▶ _WHAT IS EXPECTED_
Extend the passage introducing Jacobi, Michael, Christine Lesie and Botticelli, picking up after its final sentence.

─── SELECTED PASSAGE

As the agonists are what fills our cameras of consciousness, and it is by the lumination of their torches that we view the place, the people, the era – 1965 and '66 according to the observer – then surely some kinds of introductions are in order: The assembling force by which the disjunct quartet eventually gathers is known as Jacobi, first name David. By the grace of those willing to pick up hitchhikers, he has traversed the nation of billboards from west to east, landing in New York; secretly pocketed within his belongings are two-hundred caps of lysergic acid, pills to set ablaze the dense shrubbery of the psyche and put into view the horizon of truths beyond it; this is his revolution, his purpose, to be at once dealer and spiritual guide – to be his answer to the search for 'stained glass rain.' His friend the poet, Michael, is known as the Hermit, thus accurately describing his lifestyle; the brass number plate on his appartment presents his surname as Shawtry, wealthy and lawyer-blooded Shawtry. But Michael forsook that life, exhanged it with a typewriter so as to pour his soul onto it and thus uncover his own individual language. This quest is largely shared by Christine Lesie, former housewife of old money, now a poetess rummaging through her writings to find a purpose for her failed life; a pale, slender, classic beauty, ten years above Jacobi's young age, but his desire for her is infinite and immediate, an illicit amour but an inevitable one. Finally, an epicenter named Botticelli, or possibly Dennis Mulligan, is coming from the west; Jacobi knows this spring storm well but Michael and Christine are utterly unprepared for what is to pass: What he brings is both his gale force personality, a briefcase brimming with 'bennies' and 'caps', and "that stained glass rain that Jacobi and Christine had been praying for."

──────
─── SUPPLIED DATA

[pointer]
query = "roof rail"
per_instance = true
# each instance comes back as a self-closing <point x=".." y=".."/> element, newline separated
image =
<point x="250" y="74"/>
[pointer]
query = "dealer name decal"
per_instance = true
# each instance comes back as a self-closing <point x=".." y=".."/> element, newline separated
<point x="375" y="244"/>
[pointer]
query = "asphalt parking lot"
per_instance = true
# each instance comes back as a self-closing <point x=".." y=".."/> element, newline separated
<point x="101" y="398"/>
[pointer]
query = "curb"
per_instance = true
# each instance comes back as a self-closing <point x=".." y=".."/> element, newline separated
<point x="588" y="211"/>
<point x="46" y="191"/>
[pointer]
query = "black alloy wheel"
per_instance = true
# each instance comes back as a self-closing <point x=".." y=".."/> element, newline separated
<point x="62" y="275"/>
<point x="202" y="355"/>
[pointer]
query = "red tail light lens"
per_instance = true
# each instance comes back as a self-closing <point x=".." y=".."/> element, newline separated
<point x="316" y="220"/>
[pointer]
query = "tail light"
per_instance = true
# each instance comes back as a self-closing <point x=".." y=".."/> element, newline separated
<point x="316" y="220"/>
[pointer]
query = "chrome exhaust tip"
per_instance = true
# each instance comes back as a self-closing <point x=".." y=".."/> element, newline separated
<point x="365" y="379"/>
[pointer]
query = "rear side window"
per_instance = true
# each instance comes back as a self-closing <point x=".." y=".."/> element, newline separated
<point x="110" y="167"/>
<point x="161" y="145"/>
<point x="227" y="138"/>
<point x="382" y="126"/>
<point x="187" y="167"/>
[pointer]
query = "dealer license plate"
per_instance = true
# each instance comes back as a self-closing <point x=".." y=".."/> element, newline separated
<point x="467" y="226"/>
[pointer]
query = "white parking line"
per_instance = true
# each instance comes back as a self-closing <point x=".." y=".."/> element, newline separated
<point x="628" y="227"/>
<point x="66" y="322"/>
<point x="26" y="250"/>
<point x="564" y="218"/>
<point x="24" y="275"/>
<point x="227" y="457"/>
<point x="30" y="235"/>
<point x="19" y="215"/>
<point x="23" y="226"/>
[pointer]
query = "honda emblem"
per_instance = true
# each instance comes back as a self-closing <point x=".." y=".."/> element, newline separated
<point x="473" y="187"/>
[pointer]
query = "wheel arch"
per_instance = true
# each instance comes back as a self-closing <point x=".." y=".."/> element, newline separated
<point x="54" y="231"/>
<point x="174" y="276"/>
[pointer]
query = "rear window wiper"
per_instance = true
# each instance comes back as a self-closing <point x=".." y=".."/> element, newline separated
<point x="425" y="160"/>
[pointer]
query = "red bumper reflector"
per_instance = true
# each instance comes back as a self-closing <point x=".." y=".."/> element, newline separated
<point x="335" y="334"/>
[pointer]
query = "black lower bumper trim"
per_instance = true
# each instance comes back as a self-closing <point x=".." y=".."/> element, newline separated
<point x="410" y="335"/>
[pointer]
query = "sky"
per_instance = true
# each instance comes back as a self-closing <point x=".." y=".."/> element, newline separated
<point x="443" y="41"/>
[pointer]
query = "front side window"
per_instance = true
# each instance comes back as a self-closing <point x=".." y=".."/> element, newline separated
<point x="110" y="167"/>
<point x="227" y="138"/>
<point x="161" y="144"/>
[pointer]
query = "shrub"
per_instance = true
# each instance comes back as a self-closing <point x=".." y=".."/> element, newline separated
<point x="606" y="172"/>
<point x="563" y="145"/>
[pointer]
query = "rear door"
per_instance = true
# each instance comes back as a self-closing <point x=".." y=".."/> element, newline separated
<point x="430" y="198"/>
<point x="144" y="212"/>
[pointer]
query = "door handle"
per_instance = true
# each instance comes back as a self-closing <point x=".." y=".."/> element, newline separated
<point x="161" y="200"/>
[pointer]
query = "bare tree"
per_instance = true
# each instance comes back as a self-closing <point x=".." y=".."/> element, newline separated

──────

▶ _OUTPUT OF THE EXERCISE_
A gander at the different reviews of Stained Glass Rain reveals how understudied this book is. The importance of the prayer's for 'stained glass rain' is expressed in no uncertain terms within the novel – which is further boldened by the fact that the title, which is supposed to epitomize the contents, consist of these very three words – yet not a single review which this reviewer has managed to dig up has attempted to debate these prayers, and there seems to exist no deeper literary analyses beyond those found in these reviews. (These results were limited to Google's benevolence.) Numbers, i.e. popularity, facilitate debate, and it would seem that Stained Glass Rain never managed to find habitation in any notable quanta of bookshelves. This reviewer suspect the fault may lie with the ill-chosen cover. Having quickly consultet four friends, presenting them with the '93 edition, demanding that they guess what kind of book it was in mere three seconds, thus having them rely solely on their first impressions: Two guessed that it was a book for teaching math, one guessed that it was a book for teaching language (which would be my assessment as well), and one thought it an unspecified sort of coursebook; five voices hardly make solid evidence, but I feel that my claim has some validity. Also, it has a lumpy spine which one would not expect from a professional press. The '03 reprint by Wildside Press suffer a similar problem only that now it has the guise of an art-book or a factual presentation regarding church windows.
Mr. Boston writes with a high precision, when a word is chosen and a sentence made then one can expect them to have undergone a stringent screening process. He is first and foremost a poet, an occupation he has held since the 60's, rewarding him with a trained eye for perfecting expressions. Thus one must expect that the term 'stained glass rain' is the most ideal one for what he intended it to represent, and it is not unlikely that it was chosen because no existing term sufficiently conveyed his intention. It seems to this reviewer that 'stained glass rain' represents some undefinable spark of magic whose effect makes you feel like life is special. Stained glass is many-coloured, and shiny droplets of it will let its surroundings reflect in them or permit the surroundings to be viewed through them, in both cases they will re-present the world in a rainbow's worth of colour; beholding the world, or oneself, through these spheres will turn whatever is beheld into something vivid and spectacular, perhaps even overworldly. And these droplets constitute rain, which begins and ends at its own leisure, making this experience of magic both fickle and finite; but also rain is the lifegiver, and a drizzle of the wonderous will sustain those affected by it through the colourless normality of arid times.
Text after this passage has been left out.